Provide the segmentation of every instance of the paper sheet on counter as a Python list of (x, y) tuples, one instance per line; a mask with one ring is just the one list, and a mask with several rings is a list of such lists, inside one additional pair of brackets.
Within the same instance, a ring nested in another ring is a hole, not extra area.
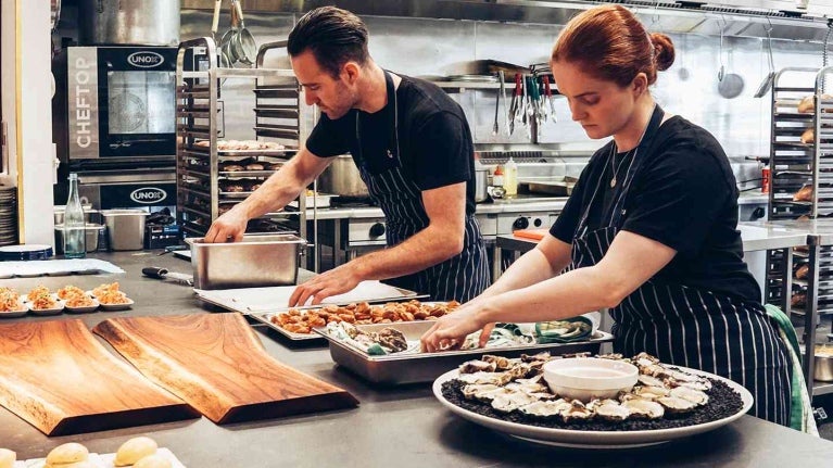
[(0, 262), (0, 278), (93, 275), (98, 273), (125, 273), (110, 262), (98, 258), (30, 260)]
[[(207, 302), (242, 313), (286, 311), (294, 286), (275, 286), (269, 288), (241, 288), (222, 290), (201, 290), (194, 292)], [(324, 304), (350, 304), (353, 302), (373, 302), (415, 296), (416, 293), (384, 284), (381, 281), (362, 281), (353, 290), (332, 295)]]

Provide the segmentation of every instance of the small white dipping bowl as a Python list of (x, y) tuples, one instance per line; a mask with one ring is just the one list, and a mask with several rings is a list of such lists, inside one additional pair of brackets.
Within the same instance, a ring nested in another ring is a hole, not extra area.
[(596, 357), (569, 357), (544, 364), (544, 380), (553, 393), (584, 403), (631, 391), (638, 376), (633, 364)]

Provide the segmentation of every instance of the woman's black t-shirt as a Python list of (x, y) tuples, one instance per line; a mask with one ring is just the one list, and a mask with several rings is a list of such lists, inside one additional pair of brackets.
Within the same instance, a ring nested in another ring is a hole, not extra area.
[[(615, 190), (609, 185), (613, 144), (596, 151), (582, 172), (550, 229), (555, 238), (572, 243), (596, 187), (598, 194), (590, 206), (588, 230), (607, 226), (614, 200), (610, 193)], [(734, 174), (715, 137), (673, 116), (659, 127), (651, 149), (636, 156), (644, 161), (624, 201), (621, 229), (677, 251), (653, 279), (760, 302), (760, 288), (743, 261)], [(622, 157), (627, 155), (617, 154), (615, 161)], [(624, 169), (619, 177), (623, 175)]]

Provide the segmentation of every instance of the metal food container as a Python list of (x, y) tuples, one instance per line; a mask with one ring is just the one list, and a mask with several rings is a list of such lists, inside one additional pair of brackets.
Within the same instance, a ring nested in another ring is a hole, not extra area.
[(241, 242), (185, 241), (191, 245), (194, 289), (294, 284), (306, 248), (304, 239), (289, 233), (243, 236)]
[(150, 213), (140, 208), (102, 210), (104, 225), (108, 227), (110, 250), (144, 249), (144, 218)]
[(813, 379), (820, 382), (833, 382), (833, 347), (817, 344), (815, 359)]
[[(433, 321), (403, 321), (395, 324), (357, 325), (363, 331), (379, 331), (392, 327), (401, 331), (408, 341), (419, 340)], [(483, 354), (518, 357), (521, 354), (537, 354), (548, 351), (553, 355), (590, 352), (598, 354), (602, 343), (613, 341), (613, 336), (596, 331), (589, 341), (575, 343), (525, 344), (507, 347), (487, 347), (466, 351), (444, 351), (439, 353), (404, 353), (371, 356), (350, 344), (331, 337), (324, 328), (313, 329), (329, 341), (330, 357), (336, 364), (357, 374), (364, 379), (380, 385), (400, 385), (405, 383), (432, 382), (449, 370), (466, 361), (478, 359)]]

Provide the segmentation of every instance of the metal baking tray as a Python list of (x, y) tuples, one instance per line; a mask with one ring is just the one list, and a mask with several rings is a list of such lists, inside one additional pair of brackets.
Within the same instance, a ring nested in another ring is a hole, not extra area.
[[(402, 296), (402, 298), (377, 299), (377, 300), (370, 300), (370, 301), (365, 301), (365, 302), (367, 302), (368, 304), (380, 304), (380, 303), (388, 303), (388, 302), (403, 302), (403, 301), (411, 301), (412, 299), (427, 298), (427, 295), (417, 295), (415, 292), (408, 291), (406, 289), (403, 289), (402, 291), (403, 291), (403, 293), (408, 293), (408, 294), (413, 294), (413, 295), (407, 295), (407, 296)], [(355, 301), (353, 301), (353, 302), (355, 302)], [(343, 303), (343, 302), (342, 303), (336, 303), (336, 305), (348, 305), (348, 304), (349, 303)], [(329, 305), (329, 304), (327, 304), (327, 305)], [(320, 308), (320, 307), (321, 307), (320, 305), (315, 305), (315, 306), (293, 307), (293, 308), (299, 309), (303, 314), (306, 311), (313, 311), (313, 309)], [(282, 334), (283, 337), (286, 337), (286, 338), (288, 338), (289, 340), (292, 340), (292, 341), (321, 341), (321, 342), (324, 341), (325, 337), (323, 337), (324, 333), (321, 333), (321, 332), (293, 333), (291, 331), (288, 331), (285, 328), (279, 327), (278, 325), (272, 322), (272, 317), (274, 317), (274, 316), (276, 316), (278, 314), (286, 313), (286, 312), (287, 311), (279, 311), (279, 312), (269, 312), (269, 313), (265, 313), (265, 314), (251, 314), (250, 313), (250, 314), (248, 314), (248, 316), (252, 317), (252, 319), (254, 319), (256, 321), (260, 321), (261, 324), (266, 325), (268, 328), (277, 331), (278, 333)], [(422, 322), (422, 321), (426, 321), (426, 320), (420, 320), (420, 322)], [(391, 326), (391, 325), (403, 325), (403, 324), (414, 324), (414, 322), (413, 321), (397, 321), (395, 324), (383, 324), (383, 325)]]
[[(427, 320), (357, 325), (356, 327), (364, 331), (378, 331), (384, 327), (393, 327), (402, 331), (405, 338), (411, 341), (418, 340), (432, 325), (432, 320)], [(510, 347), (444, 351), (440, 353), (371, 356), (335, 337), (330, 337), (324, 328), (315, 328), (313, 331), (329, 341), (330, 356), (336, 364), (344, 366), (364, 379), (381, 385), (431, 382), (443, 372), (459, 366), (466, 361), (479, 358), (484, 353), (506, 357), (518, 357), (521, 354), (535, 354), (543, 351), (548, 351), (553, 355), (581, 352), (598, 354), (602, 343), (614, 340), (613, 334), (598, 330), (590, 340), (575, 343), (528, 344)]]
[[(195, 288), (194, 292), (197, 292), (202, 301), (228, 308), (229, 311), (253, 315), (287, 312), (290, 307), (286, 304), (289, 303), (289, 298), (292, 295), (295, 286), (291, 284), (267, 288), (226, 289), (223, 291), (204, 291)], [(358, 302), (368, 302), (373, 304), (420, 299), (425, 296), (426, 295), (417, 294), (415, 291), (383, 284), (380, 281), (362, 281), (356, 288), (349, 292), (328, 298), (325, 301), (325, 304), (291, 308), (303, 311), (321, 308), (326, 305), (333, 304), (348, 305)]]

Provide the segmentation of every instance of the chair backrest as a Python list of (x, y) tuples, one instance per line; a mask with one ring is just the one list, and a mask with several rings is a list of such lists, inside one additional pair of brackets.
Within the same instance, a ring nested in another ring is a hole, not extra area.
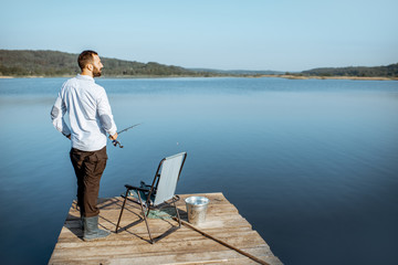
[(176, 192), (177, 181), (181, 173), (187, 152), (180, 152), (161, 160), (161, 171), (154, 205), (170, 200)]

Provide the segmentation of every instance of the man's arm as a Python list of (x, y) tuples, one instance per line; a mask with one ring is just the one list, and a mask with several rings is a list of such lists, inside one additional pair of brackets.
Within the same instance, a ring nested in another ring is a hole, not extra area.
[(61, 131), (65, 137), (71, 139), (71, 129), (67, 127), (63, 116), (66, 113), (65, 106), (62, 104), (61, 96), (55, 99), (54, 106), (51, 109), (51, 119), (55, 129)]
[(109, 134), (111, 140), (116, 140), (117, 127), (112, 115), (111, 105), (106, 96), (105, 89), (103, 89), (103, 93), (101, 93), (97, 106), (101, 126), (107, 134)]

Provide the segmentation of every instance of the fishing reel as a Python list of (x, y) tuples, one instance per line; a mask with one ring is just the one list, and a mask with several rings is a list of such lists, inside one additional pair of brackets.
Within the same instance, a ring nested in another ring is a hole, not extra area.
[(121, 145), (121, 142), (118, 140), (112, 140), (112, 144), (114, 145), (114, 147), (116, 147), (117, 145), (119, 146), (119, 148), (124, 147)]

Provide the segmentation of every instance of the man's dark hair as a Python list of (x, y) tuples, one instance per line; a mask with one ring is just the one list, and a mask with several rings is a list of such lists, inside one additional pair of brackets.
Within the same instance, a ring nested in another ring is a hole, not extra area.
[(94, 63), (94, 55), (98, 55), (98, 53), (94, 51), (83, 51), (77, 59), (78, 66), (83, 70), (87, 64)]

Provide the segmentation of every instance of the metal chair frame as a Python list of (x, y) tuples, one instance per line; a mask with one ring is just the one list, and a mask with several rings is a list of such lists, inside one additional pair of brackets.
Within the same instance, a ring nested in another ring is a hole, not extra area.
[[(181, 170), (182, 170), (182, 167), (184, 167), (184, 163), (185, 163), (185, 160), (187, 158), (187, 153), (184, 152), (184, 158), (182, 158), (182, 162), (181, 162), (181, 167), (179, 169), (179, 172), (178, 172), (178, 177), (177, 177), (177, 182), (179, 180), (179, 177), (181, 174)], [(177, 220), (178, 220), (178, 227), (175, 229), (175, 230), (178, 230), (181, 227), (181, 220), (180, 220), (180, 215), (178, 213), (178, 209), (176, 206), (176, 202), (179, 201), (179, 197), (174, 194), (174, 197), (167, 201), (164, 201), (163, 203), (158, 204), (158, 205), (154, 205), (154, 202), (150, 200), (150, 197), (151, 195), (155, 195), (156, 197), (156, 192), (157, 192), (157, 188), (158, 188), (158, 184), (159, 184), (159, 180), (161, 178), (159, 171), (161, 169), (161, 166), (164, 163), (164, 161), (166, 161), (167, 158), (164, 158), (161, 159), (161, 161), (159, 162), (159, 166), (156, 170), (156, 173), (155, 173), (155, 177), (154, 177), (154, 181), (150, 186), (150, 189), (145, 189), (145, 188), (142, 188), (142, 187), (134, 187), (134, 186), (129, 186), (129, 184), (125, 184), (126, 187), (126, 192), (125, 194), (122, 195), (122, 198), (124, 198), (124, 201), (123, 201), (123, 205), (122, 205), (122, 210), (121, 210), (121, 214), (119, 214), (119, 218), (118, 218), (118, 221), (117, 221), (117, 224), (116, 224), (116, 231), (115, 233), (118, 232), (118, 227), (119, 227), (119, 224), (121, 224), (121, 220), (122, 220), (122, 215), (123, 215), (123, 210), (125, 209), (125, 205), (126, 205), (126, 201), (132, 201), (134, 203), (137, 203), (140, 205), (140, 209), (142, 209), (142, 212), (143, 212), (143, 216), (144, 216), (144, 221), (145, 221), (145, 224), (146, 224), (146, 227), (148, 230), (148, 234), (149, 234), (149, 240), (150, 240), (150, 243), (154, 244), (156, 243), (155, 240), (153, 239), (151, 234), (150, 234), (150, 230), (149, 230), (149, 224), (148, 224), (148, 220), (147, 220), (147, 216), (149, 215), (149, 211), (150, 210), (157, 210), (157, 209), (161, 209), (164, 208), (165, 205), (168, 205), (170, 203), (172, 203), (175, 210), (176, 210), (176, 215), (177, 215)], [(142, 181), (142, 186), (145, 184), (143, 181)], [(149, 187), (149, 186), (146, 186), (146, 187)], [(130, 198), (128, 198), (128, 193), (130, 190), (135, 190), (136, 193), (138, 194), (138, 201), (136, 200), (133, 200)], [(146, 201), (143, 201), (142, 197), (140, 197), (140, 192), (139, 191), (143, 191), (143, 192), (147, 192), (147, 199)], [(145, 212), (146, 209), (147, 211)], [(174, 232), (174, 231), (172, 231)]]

******

- Task objective: Rewrite the entries from the start through the line containing "376), (633, 364)]", with the requests included and the pictures left out. Scale every polygon coordinate in the answers by 0.65, rounding to whole numbers with halves rounded up.

- Expected output:
Provide the segmentation of every instance of the paper sheet on counter as a Python list of (x, y) tuples, one instance per line; a mask with one ring is just the one list, and a mask with several rings is a list of such lists, inside one additional pair of brackets.
Within the same instance, a ring nested in another ring is a hole, not extra area.
[(0, 170), (0, 181), (60, 179), (64, 177), (81, 177), (72, 170), (64, 168), (20, 169)]
[[(135, 196), (157, 203), (186, 202), (191, 186), (179, 186), (175, 187), (157, 187), (144, 189), (131, 189), (126, 190)], [(211, 198), (228, 198), (229, 196), (242, 196), (270, 192), (270, 190), (250, 185), (248, 183), (235, 183), (229, 189), (216, 192)]]

Provide the segmentation of every instance of the small white dipping bowl as a Python list of (x, y) tuples, one instance per line; a mask with one ring is just the one list, and a mask with several rings is a list of such lists, inside one additional pair of brackets.
Within the same instance, a ring nested in another ring is a hole, not extra area.
[(387, 232), (370, 232), (354, 237), (354, 247), (359, 255), (380, 262), (410, 254), (415, 244), (411, 237)]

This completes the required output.